PASSAGE SHOWN:
_ _ _ _ _ _ _

Match Editorial

SRM 268
Tuesday, October 18, 2005

Match summary

A difficult medium and sneaky hard gave Div 1 coders many challenge opportunities. The tricky hard, which featured an interesting mix of parsing and searching, had only 6 correct submissions. tjq, who bolstered his 3 correct submissions with 2 challenges, narrowly edged out Petr for the win. Strong performances from Im2Good and Per kept them in striking distance. The division 2 hard was no slouch either, claiming all but 9 submissions. Seasoned competitor emka207 captured the div 2 crown, with mhchan and xnitin close behind.

The Problems

CrossWordPuzzle

Used as: Division Two - Level One:

Value 250

Submission Rate 310 / 363 (85.40%)

Success Rate 268 / 310 (86.45%)

High Score zylum for 247.33 points (2 mins 57 secs)

Average Score 193.85 (for 268 correct submissions)

This problem required more string manipulation than a typical Div 2 easy. One type of solution loops over each line of the input, and keeps a counter tracking periods. The first period seen initializes the counter to 1. An 'X' or end-of-line causes the counting to stop, at which point it is determined if the correct number of periods were found. We can simplify this code somewhat using regular expressions. Java code follows:


public int countWords(String[] board, int size) {
    int ret = 0;
    for (int i =0; i < board.length; i++) {
	board[i] = ("X"+board[i]+"X").replaceAll("X","XX").replaceAll("X\\.{"+size+"}X","XAX");
	ret += board[i].replaceAll("[^A]*","").length();
    } 
    return ret;
}

CmpdWords

Used as: Division Two - Level Two:

Value 500

Submission Rate 236 / 363 (65.01%)

Success Rate 165 / 236 (69.92%)

High Score KillerCoder for 493.87 points (3 mins 10 secs)

Average Score 353.45 (for 165 correct submissions)

Used as: Division One - Level One:

Value 250

Submission Rate 278 / 283 (98.23%)

Success Rate 249 / 278 (89.57%)

High Score krijgertje for 248.77 points (2 mins 0 secs)

Average Score 213.61 (for 249 correct submissions)

The problem asks us to consider all possible ways of concatenating distinct dictionary words. This naturally lends itself to a double loop over the dictionary elements. The algorithm maintains a set S that is initialized with the words in the dictionary. If a generated word (by our concatenations) is present in S, we add it to a set of ambiguous words. Otherwise, we add the generated word to S. When this process is complete, all ambiguities will be in a single set. We return the size of this set. Java code follows:

public int ambiguous(String[] dictionary) {
    HashSet words = new HashSet(Arrays.asList(dictionary));
    HashSet cntd = new HashSet();
    for (int a = 0; a < dictionary.length; a++) {
	for (int b = 0; b < dictionary.length; b++) {
	    if (a == b) continue;
	    String comp = dictionary[a] + dictionary[b];
	    if (!words.contains(comp)) words.add(comp);
	    else cntd.add(comp);
	}
    }
    return cntd.size();
}

TriArea

Used as: Division Two - Level Three:

Value 1000

Submission Rate 26 / 363 (7.16%)

_ _ _ _ _ _ _

[Entries on finding named things]
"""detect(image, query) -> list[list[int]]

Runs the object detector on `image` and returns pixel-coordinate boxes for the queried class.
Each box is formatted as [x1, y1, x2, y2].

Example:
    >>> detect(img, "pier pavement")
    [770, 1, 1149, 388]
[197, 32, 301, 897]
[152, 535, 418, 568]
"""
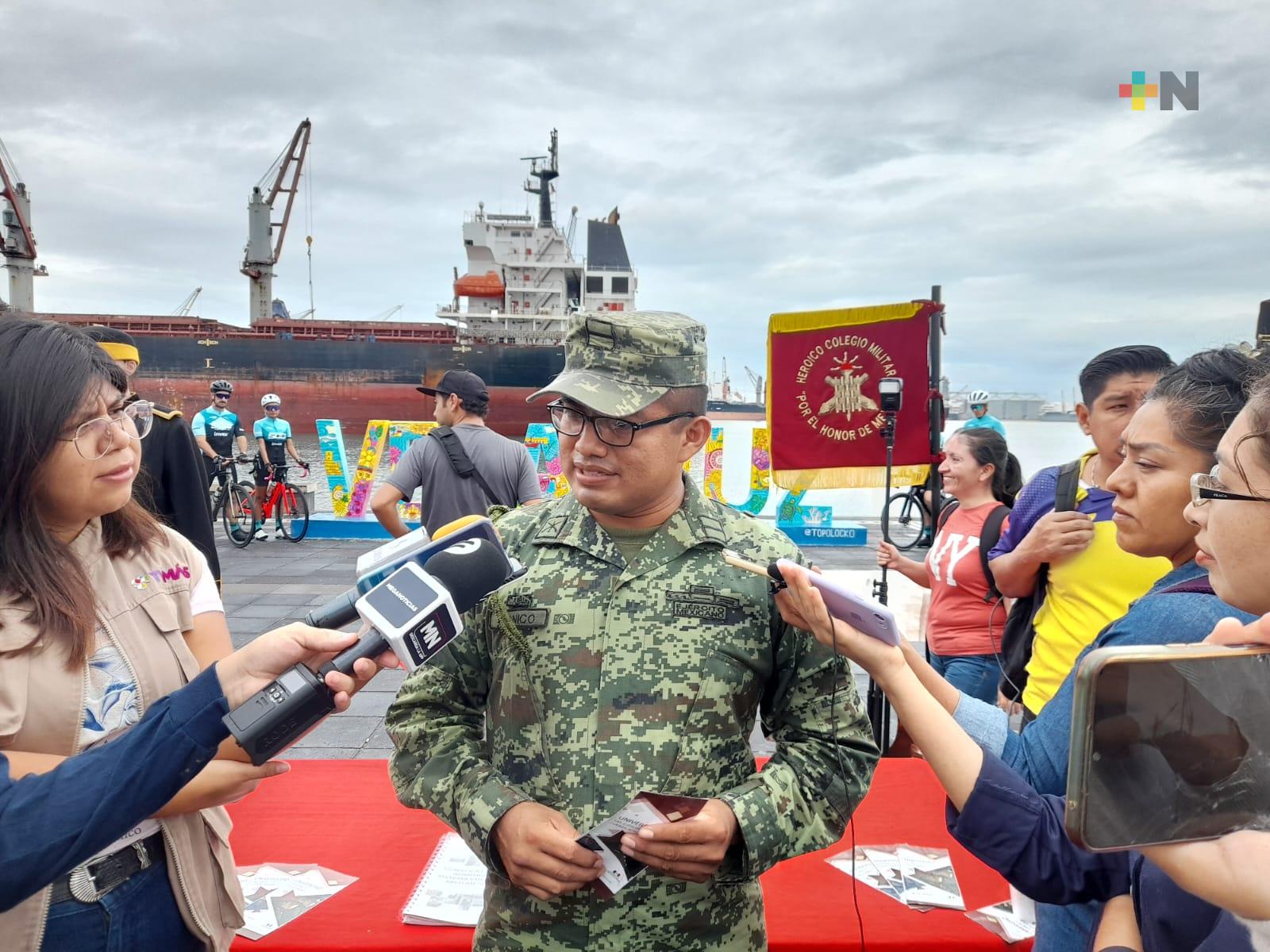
[217, 519, 927, 759]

_ _ _ _ _ _ _

EXERCISE DESCRIPTION: Could you quote the match editorial word for word, starting at "CrossWordPuzzle" and ending at "mins 57 secs)"?

REPLY:
CrossWordPuzzle

Used as: Division Two - Level One:

Value 250

Submission Rate 310 / 363 (85.40%)

Success Rate 268 / 310 (86.45%)

High Score zylum for 247.33 points (2 mins 57 secs)